__Exercise description__. How many lines in the entries below contain the string "arrow"? Reply with the number alone.

Pointing entries for named objects:

— Start —

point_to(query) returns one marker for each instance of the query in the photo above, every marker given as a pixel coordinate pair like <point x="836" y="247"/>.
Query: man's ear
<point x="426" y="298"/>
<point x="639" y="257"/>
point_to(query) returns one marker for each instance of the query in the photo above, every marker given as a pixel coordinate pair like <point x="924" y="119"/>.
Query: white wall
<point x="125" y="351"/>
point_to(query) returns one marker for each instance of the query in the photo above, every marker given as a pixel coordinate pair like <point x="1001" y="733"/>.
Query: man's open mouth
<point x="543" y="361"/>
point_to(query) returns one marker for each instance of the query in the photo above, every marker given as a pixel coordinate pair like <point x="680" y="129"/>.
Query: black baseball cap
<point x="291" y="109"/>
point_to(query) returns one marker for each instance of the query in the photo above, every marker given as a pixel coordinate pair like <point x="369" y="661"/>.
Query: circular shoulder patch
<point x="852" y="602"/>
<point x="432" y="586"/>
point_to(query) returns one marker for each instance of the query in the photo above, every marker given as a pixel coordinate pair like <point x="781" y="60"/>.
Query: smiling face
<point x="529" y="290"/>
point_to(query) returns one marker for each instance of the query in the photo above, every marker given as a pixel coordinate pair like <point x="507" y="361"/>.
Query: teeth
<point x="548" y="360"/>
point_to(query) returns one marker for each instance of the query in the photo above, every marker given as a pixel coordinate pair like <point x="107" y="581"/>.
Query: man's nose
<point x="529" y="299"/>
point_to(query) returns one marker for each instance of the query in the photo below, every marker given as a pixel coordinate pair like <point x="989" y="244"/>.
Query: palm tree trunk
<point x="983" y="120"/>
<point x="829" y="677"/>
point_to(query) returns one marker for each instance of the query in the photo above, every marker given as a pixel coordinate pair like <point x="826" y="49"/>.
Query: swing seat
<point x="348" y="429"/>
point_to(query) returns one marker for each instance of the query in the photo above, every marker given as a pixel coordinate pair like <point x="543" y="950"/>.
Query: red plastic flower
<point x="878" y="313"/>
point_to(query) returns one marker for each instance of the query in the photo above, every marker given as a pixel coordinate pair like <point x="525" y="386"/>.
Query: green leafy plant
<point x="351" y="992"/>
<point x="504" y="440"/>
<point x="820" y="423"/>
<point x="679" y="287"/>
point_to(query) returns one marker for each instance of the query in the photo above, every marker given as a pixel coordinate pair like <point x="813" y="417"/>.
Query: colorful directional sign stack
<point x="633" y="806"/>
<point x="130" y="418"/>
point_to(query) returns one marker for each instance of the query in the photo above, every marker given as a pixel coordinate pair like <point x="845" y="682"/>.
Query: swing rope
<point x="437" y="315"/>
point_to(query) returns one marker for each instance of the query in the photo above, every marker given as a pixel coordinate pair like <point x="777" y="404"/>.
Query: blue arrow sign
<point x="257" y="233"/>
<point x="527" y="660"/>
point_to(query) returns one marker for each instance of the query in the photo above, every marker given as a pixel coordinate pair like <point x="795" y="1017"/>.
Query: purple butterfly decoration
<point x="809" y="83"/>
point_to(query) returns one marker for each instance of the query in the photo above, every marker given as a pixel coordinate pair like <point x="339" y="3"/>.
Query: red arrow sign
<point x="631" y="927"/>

— End —

__The solution__. 2